PROBLEMA - Quali righe dei dati seguenti contengono la parola "palm"? Riportale tutte per intero, tenendo conto della distinzione tra maiuscole e minuscole.
========================================================================
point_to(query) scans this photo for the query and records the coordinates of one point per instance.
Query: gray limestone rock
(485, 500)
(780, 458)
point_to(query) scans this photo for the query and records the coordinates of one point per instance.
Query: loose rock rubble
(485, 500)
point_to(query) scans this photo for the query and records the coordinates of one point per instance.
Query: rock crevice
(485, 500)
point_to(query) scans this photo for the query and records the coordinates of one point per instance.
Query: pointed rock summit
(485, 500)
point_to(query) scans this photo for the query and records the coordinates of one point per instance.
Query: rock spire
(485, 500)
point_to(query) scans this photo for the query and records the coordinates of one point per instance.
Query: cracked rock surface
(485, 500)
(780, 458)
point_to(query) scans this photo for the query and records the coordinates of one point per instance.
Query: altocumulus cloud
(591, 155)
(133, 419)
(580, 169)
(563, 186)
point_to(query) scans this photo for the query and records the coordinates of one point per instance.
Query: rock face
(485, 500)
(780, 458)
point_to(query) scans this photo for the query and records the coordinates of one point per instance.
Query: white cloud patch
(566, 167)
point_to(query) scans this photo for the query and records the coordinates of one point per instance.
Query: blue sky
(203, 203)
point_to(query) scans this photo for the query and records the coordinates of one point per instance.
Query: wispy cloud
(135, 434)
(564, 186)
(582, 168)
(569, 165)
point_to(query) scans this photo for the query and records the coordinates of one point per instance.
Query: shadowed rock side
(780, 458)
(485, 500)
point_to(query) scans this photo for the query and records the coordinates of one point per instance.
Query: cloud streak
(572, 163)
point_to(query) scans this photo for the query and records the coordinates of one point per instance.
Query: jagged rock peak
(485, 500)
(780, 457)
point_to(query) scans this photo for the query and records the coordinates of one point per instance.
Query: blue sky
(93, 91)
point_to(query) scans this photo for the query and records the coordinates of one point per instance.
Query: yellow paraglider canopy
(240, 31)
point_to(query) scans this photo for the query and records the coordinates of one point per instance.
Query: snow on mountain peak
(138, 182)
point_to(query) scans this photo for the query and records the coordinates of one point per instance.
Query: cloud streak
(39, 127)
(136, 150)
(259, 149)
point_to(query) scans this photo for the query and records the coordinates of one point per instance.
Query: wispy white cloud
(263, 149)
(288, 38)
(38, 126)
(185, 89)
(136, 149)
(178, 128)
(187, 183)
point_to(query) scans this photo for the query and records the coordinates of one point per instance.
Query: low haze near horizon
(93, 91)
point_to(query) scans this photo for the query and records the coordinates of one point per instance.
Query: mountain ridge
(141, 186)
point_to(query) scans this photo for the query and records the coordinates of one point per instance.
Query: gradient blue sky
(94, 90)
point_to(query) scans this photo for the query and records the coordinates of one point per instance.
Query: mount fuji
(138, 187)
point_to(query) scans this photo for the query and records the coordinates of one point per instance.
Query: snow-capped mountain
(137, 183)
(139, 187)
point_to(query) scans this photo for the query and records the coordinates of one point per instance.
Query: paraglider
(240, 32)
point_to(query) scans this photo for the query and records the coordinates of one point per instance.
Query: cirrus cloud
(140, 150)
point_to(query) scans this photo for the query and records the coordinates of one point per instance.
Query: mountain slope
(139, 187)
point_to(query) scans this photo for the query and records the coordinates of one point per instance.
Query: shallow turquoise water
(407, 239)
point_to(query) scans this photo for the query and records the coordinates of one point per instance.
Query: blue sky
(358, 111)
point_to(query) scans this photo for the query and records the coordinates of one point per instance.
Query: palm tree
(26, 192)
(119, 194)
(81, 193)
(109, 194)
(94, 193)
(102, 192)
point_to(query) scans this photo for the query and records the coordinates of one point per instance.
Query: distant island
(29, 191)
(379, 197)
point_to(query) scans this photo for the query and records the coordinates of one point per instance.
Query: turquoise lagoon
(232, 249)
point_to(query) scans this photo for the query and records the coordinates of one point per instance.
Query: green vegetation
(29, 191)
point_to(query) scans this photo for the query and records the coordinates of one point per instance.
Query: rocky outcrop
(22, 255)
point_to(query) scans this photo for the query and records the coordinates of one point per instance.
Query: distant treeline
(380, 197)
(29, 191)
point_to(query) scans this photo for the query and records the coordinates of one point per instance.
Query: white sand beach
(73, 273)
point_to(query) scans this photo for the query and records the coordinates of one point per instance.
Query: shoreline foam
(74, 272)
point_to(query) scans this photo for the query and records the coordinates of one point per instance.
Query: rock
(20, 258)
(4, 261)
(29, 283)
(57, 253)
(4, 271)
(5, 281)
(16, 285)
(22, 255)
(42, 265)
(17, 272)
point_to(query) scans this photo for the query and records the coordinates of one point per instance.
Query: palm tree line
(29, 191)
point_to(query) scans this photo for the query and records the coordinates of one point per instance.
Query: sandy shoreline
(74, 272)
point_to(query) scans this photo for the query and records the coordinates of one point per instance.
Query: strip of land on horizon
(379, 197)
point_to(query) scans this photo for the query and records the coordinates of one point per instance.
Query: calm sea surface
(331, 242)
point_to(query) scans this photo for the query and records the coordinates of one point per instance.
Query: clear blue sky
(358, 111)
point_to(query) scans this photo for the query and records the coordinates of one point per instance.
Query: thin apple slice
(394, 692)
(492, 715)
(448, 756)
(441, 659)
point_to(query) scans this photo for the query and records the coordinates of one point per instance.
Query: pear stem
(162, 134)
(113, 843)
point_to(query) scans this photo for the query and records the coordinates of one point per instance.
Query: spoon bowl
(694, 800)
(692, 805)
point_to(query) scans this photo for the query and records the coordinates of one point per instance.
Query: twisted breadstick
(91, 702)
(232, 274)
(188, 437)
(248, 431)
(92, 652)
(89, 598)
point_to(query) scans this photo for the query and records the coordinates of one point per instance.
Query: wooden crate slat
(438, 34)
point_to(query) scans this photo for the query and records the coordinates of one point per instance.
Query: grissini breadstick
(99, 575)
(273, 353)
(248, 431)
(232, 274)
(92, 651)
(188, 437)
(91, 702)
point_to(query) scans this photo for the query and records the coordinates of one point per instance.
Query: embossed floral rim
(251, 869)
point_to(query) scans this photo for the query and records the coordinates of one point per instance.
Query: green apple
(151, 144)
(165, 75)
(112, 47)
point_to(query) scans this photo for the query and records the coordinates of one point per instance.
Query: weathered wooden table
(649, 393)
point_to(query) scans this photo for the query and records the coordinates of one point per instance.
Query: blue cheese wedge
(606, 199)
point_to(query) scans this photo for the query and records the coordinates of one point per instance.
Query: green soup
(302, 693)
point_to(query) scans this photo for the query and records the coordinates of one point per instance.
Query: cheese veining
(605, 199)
========================================================================
RISPOSTA AL COMPITO -
Query: palm tree
Query: palm tree line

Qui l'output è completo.